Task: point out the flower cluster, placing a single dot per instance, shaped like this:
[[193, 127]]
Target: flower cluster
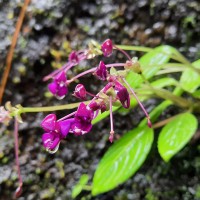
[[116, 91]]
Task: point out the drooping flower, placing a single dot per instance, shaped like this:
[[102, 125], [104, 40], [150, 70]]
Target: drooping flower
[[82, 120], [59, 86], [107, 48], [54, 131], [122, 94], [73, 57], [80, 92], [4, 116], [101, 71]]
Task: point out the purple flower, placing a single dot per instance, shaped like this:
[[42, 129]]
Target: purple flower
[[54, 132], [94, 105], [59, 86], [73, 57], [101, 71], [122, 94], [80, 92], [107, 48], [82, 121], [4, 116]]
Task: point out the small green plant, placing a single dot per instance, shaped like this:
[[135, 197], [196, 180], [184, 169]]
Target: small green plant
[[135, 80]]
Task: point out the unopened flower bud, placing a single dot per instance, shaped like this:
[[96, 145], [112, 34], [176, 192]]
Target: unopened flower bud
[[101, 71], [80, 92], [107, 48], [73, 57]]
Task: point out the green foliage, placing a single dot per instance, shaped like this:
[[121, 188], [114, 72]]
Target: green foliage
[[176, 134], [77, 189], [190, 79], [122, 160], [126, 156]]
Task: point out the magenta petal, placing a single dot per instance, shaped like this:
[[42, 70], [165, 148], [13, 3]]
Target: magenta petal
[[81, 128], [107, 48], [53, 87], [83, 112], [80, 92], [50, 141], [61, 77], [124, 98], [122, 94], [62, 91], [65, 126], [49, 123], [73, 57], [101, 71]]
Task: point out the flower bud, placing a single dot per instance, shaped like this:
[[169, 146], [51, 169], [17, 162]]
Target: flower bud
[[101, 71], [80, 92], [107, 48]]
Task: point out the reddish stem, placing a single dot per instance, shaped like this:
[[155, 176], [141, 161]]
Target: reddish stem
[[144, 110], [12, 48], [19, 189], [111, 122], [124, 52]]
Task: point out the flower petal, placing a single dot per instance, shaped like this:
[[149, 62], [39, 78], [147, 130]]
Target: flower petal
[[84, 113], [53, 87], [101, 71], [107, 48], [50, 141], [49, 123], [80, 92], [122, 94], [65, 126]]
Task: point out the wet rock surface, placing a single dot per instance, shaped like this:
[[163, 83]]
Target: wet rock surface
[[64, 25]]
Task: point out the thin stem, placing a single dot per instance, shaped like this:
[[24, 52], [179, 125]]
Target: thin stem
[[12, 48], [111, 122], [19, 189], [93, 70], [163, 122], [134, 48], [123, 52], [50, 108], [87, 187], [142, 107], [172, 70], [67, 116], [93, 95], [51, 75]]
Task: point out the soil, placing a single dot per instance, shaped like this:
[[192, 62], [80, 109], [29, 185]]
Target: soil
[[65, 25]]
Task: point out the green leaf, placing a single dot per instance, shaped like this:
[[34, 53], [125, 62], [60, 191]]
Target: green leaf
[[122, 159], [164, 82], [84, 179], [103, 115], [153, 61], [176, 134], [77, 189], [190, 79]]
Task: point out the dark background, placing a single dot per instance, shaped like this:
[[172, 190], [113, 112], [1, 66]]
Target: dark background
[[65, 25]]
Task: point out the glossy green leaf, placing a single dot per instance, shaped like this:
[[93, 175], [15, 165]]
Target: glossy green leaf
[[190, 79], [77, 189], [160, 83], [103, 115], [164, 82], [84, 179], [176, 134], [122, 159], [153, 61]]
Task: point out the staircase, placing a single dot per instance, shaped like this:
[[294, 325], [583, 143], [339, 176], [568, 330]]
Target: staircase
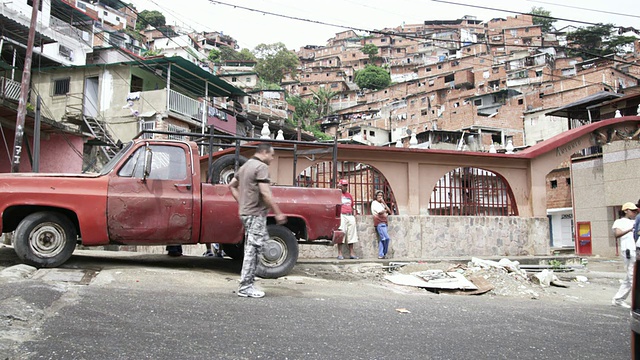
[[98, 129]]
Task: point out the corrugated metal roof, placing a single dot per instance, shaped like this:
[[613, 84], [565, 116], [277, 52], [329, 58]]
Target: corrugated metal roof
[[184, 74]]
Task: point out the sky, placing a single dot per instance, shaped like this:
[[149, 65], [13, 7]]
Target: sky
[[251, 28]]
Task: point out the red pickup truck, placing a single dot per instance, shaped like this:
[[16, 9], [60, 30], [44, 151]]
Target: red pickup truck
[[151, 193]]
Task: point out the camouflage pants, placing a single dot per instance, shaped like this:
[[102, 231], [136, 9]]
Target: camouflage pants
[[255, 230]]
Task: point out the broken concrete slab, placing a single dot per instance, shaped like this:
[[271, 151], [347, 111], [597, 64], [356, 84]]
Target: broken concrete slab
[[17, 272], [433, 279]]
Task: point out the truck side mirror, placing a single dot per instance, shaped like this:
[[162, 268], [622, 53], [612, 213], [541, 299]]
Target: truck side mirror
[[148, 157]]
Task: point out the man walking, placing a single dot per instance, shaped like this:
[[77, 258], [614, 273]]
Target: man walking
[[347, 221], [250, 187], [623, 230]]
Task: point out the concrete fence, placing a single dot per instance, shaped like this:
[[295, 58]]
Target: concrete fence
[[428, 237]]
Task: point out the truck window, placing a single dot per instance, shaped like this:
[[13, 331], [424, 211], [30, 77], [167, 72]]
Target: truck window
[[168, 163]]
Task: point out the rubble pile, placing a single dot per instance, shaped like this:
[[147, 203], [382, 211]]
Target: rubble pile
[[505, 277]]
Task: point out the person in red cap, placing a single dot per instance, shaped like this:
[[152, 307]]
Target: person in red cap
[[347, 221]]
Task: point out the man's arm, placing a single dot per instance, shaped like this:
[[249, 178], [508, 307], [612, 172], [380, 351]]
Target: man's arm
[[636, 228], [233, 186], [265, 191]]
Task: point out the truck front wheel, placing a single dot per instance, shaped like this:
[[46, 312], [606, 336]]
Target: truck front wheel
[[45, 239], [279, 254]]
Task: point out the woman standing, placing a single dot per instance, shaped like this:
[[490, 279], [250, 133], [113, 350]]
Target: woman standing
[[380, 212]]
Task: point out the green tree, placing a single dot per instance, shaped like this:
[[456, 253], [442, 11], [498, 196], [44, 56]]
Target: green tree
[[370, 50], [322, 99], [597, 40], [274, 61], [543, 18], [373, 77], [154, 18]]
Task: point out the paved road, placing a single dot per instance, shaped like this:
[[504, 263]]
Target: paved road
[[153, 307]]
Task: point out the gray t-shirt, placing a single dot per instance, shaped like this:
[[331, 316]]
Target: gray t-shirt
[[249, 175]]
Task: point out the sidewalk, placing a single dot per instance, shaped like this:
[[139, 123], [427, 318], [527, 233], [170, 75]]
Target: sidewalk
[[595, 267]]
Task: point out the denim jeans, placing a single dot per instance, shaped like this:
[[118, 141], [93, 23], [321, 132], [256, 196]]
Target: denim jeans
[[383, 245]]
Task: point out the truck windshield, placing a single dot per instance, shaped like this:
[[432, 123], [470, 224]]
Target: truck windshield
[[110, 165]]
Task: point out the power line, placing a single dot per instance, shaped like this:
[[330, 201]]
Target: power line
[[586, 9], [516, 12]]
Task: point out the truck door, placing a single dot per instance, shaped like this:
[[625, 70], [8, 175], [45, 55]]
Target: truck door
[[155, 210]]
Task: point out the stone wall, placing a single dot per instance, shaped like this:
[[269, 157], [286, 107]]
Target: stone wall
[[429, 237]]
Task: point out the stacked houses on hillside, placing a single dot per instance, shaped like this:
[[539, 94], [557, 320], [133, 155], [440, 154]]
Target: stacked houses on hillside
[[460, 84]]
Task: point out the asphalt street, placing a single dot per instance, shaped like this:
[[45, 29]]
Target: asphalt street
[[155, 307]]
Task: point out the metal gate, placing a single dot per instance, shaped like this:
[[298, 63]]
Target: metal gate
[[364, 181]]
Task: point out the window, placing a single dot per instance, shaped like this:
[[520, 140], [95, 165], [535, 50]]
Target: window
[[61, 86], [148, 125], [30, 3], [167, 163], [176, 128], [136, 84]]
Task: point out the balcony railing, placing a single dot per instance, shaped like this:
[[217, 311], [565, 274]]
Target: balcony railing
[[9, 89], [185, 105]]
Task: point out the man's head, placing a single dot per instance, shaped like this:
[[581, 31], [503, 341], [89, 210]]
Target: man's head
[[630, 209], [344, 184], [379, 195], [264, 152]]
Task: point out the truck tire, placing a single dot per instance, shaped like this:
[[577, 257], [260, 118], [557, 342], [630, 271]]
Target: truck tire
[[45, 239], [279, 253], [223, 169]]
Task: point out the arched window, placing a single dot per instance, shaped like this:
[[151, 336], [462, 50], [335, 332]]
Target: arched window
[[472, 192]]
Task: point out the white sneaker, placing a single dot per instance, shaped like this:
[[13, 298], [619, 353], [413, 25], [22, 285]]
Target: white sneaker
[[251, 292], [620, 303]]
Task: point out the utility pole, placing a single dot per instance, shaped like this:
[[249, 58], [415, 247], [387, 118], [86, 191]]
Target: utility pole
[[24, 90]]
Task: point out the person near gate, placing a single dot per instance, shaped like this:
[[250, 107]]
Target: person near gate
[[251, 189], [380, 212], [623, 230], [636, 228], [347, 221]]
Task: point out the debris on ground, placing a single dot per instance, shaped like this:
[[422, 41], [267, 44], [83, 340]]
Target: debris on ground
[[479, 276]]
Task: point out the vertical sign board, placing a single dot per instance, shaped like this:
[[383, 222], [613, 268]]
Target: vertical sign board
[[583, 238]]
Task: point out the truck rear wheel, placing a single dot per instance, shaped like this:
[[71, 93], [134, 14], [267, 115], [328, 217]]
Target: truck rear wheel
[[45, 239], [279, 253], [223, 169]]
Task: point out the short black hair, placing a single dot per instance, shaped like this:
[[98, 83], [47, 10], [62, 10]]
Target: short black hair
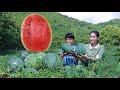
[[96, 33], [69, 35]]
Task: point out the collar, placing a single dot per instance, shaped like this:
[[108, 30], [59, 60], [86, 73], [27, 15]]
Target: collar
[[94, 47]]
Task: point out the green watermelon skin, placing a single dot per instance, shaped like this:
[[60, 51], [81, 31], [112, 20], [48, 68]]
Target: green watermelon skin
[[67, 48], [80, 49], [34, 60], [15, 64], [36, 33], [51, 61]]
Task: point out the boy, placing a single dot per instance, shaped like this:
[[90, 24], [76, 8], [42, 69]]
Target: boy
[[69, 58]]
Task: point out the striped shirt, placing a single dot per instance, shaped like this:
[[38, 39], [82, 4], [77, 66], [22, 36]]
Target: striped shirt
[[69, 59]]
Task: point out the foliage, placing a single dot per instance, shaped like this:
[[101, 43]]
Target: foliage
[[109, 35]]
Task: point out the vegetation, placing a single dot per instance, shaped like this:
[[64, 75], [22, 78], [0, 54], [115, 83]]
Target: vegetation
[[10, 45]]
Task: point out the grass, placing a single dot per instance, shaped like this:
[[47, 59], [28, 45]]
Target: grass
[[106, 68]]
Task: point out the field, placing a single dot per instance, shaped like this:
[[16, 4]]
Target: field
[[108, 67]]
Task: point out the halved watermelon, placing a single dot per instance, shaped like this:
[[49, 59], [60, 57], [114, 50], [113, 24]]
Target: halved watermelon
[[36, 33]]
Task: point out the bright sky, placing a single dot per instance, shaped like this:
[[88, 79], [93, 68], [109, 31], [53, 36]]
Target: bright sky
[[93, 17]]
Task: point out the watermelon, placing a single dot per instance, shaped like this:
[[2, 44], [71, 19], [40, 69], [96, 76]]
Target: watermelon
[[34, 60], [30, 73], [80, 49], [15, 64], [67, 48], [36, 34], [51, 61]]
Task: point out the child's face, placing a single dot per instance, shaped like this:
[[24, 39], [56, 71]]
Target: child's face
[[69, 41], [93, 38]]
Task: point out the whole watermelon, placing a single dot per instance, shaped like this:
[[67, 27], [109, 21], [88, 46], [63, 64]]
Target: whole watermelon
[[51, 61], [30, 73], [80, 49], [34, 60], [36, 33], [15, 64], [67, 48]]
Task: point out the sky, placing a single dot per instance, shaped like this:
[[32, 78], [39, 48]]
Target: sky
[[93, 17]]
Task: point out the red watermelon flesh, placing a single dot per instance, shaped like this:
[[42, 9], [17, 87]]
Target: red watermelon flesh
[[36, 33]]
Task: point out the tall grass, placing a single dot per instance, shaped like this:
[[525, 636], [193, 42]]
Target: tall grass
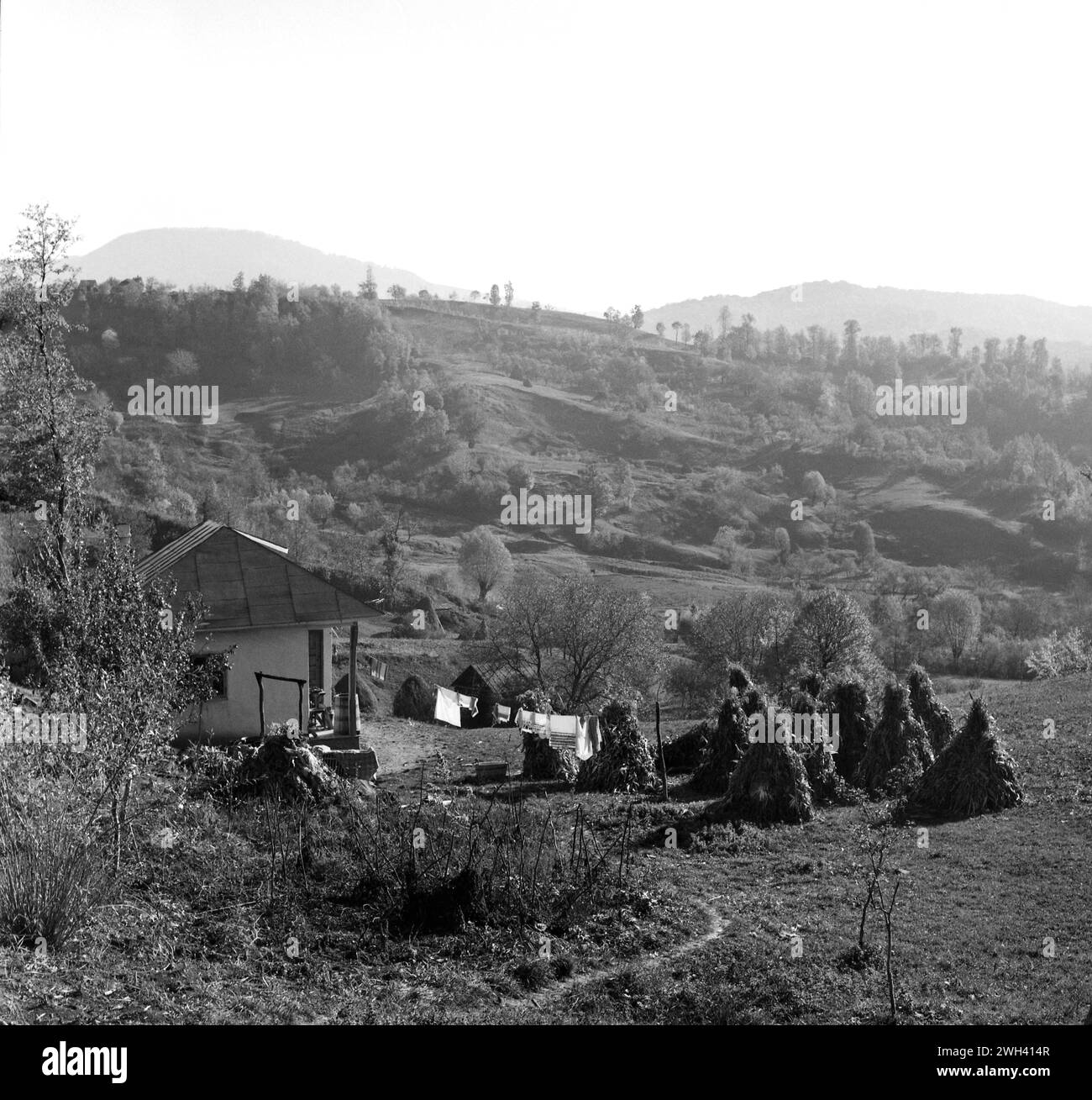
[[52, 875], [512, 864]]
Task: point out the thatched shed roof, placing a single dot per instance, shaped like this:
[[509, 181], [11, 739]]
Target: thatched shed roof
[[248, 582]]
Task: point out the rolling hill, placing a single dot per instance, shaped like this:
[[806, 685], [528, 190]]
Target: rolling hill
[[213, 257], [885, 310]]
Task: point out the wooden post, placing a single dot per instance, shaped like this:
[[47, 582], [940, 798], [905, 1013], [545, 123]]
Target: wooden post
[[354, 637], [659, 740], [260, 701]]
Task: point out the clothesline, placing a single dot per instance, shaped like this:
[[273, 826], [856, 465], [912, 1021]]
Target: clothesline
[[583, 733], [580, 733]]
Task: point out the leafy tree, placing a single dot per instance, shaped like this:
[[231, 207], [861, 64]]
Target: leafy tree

_ _ _

● **WHAT YOU NEED TO DO**
Copy exactly, and only, the lines from the first entry through the line holding "[[42, 70], [165, 148], [13, 3]]", both ends included, leaving out every picture.

● **EXERCISE RESPONSE**
Task: point out the flower cluster, placing a single dot per instance, shaped like this:
[[193, 127]]
Target: flower cluster
[[116, 91]]
Task: point out the drooping flower, placing a single dot per instance, shaped like this:
[[102, 125], [104, 40], [150, 70]]
Target: drooping flower
[[82, 120], [59, 86], [107, 48], [54, 131], [122, 94], [73, 57], [80, 92], [4, 116], [101, 71]]
Task: point out the purple flower, placing a single dot per instance, shaped like this:
[[42, 129]]
Target: purple flower
[[54, 132], [94, 105], [59, 86], [73, 57], [101, 71], [122, 94], [80, 92], [107, 48], [82, 121], [4, 116]]
Task: point out the small green plant, placing a single dot per instance, shaped like this:
[[135, 197], [196, 180], [184, 169]]
Target: small green plant
[[135, 80]]
Task: point out the unopened flower bud, placing a single dot per instance, shaped like this:
[[96, 145], [112, 34], [176, 192]]
Target: unopened flower bud
[[101, 71], [80, 92], [107, 48], [73, 57]]
Task: point out the green foliage, placing a single dot per instance, shaped like this:
[[121, 188], [114, 72]]
Target: green foliage
[[176, 134], [77, 189], [190, 79], [122, 160], [126, 156]]
Task: point out the magenta petal, placing a single dot per instance, shaped like this:
[[42, 70], [165, 148], [13, 3]]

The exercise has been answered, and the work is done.